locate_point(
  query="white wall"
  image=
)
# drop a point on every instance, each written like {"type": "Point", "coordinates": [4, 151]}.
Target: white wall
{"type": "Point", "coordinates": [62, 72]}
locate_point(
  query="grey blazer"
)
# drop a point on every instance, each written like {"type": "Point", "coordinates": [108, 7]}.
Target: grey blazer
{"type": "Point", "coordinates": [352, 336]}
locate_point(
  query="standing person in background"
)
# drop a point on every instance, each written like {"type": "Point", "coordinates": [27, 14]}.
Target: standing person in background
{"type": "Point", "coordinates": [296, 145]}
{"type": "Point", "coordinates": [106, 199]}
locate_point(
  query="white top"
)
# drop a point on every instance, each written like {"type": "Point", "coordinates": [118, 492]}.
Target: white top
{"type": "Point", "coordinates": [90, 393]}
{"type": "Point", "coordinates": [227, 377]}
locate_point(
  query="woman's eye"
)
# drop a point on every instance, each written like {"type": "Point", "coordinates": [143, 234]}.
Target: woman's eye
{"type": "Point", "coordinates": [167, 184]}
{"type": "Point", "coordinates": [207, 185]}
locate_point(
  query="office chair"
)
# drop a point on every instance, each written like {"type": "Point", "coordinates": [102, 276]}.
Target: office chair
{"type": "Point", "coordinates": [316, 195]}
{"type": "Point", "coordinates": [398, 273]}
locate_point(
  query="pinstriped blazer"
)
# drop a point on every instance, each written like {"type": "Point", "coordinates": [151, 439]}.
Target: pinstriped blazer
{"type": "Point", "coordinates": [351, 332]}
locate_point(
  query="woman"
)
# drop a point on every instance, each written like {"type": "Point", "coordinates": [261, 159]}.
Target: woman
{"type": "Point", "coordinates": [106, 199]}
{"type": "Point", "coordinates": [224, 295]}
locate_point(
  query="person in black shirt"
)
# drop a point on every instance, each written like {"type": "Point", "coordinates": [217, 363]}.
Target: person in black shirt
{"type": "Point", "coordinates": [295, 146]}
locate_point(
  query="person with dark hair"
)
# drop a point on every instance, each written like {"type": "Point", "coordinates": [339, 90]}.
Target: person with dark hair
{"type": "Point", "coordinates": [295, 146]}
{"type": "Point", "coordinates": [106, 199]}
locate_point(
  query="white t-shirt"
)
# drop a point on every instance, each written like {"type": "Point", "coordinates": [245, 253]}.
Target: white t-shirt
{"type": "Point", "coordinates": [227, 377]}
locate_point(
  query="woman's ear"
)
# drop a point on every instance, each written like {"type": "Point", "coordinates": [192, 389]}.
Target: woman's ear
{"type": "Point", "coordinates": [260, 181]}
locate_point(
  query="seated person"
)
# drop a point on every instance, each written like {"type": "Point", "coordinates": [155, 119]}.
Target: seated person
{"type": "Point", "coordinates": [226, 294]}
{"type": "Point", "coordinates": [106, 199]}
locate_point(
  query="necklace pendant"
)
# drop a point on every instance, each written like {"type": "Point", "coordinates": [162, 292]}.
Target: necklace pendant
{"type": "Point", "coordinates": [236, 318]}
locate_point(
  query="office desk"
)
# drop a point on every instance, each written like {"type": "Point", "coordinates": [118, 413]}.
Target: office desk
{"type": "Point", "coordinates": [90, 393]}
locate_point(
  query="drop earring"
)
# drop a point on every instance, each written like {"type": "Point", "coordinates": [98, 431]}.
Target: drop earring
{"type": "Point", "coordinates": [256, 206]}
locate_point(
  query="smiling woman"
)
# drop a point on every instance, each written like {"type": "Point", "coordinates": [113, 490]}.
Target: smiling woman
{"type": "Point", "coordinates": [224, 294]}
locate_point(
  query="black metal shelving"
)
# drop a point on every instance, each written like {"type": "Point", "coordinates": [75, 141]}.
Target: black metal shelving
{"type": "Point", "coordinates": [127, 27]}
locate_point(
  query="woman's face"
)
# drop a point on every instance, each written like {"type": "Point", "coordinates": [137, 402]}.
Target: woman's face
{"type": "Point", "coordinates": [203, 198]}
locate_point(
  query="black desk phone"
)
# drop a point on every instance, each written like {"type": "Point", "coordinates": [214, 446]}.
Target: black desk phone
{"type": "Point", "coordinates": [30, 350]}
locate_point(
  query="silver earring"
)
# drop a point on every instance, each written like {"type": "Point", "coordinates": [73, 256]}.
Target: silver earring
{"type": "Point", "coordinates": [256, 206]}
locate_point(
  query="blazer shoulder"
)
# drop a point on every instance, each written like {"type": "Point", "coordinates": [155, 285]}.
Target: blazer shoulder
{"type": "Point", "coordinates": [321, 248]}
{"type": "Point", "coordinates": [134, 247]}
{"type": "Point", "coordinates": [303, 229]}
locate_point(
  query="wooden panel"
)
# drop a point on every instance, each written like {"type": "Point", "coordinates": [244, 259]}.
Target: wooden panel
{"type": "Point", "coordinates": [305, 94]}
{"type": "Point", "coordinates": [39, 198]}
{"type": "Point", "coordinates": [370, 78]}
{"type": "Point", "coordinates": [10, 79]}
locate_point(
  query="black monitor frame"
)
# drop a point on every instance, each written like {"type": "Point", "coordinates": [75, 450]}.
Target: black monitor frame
-------
Task description
Scan the records above, then copy out each line that mentions "monitor".

Exercise answer
  query="black monitor frame"
Target: black monitor frame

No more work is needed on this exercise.